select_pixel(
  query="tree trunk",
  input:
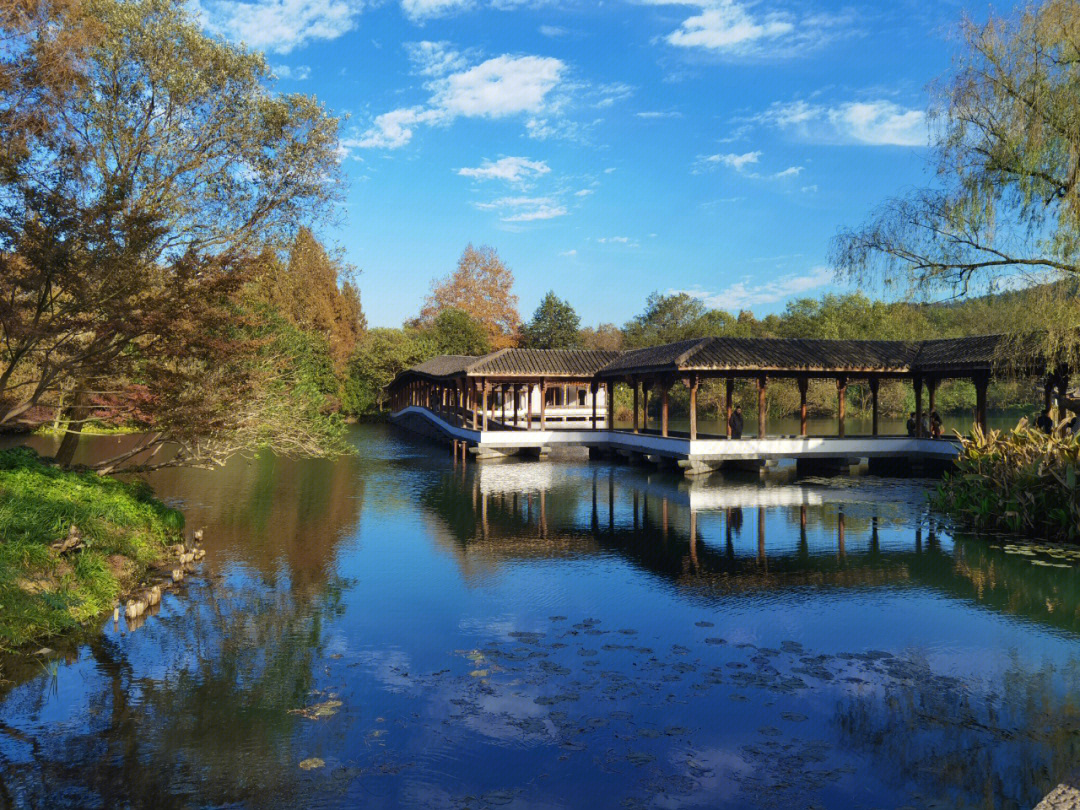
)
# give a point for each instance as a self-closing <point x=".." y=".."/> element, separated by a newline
* * * *
# WORK REQUIRED
For this exercise, copy the entries above exactly and skip any picture.

# SOLUTION TO THIS TASK
select_pixel(
  query="tree trunk",
  input:
)
# give a point for each instance as a self-closing <point x=".." y=".."/> element, separated by a newline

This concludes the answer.